> [WHAT YOU NEED TO DO]:
Each record is to be given again precisely as written.

[Collected data]
· · · · ·
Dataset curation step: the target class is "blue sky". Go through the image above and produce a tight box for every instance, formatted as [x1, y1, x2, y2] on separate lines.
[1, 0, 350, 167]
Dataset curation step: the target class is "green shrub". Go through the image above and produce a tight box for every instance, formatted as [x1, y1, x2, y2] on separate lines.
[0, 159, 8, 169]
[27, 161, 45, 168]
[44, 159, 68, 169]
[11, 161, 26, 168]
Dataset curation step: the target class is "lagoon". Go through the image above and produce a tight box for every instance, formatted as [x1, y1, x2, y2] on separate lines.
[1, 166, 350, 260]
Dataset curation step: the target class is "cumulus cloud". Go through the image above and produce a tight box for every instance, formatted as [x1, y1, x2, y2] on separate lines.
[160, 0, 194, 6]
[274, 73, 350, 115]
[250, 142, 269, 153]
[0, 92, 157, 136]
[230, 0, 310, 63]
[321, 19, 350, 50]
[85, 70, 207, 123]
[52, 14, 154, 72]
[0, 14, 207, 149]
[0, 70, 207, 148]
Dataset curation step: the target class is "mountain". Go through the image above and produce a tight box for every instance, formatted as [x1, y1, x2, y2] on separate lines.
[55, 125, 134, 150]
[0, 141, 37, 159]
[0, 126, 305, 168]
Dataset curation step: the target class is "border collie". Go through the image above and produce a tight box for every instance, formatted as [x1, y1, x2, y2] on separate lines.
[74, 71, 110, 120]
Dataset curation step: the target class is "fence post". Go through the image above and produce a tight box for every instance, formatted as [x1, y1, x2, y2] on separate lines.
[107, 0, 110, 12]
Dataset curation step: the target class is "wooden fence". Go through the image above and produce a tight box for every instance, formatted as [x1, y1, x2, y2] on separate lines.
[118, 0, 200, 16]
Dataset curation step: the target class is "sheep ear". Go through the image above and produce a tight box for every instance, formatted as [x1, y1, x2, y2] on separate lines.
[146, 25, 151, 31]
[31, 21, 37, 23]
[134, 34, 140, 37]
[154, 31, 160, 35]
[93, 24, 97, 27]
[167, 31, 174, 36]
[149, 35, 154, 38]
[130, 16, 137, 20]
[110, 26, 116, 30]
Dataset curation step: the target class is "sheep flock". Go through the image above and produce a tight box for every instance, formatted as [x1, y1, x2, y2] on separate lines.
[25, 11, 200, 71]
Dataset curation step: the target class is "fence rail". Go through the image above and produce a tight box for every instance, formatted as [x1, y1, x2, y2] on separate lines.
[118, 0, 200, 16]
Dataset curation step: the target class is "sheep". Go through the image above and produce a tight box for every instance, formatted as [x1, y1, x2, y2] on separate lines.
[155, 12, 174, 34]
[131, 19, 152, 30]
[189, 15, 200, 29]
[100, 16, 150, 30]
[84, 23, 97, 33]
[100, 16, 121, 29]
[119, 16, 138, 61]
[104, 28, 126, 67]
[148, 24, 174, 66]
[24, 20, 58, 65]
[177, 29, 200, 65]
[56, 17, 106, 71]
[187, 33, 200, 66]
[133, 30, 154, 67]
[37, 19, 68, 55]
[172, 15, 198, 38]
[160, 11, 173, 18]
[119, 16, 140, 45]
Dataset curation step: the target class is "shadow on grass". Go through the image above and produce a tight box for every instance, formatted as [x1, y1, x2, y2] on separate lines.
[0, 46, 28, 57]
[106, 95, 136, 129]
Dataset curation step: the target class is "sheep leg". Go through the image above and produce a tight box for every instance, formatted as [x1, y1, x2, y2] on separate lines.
· · · · ·
> [REPLY]:
Dataset curation step: the target class is "blue sky". Go through the image above and produce a tight box for every instance, formatted as [x1, y1, x2, y2] on separate lines.
[1, 0, 350, 167]
Dataset curation step: the target class is "green shrub". Go through the image above and produce a tight box for every instance, formatted as [x1, y1, x2, y2] on separate lines.
[0, 159, 8, 169]
[27, 161, 45, 168]
[44, 159, 68, 169]
[11, 161, 26, 168]
Dataset curation step: the target class is "lagoon". Go through the image above and produce a tight box for every instance, formatted as [x1, y1, x2, y2] on separate lines.
[1, 166, 350, 260]
Dataset curation step: the target class is "cumulus cloud". Go through the image above and produce a tight box for every instance, formatted as [x1, y1, x2, y2] on separate lines.
[160, 0, 194, 6]
[274, 73, 350, 115]
[250, 142, 269, 153]
[0, 92, 157, 136]
[230, 0, 310, 63]
[321, 19, 350, 50]
[85, 70, 207, 123]
[52, 14, 154, 72]
[0, 14, 207, 149]
[0, 70, 207, 148]
Dataset curation step: the target class is "mountain". Go through the image above and produce a tight box for every instance, formatted as [x1, y1, x2, y2] on separate lines.
[55, 125, 134, 150]
[0, 141, 37, 159]
[0, 126, 305, 168]
Dataset curation step: the target class is "border collie". Go through the image above and produce a tight box for every instance, formatted as [x1, y1, x2, y2] on separate lines.
[74, 71, 110, 120]
Dataset curation step: the target class is "fence post". Go through the image above and produce a tight box for every instance, formatted as [x1, y1, x2, y2] on separate lines.
[107, 0, 110, 12]
Dataset curation step: the target class is "wooden fence". Go through the image above and produce a tight box for every instance, formatted as [x1, y1, x2, y2] on separate lines.
[118, 0, 200, 16]
Dataset curation step: the target class is "sheep ear". Go through the image above and produce a tight box for every instance, formatted as [x1, y1, x2, y2] on separate lines.
[146, 25, 151, 31]
[31, 21, 37, 23]
[134, 34, 140, 37]
[154, 31, 160, 35]
[93, 24, 97, 27]
[167, 31, 174, 36]
[149, 35, 154, 38]
[130, 16, 137, 20]
[110, 26, 116, 30]
Dataset curation step: the target class is "sheep flock". Go through the image above and produce a tight box for every instance, formatted as [x1, y1, x2, y2] on separate lines.
[25, 11, 200, 71]
Dataset curation step: the target class is "fence rail". Go through the image above and produce a tight box for every instance, formatted as [x1, y1, x2, y2] on separate lines.
[118, 0, 200, 16]
Dataset curation step: the target class is "sheep". Go through the image above and produce a tight box for every instance, formatted as [x1, y1, x2, y2] on separate lines.
[155, 12, 174, 34]
[131, 19, 152, 30]
[189, 15, 200, 29]
[100, 16, 150, 30]
[84, 23, 97, 33]
[100, 16, 121, 29]
[119, 16, 138, 61]
[104, 28, 126, 67]
[148, 24, 174, 66]
[24, 20, 58, 65]
[177, 29, 200, 65]
[56, 17, 106, 71]
[187, 33, 200, 66]
[133, 30, 154, 67]
[37, 19, 68, 55]
[172, 15, 198, 38]
[160, 11, 173, 18]
[119, 16, 140, 45]
Dataset curation step: the target class is "shadow on grass". Go through the image above and produce a tight box for every instance, formatted as [x1, y1, x2, y2] on separate lines.
[0, 46, 28, 57]
[106, 95, 136, 129]
Dataset curation step: the target class is "sheep leg". Go through the image above and produce a tight box for every instance, formatted as [x1, y1, x2, y2] on separate lines.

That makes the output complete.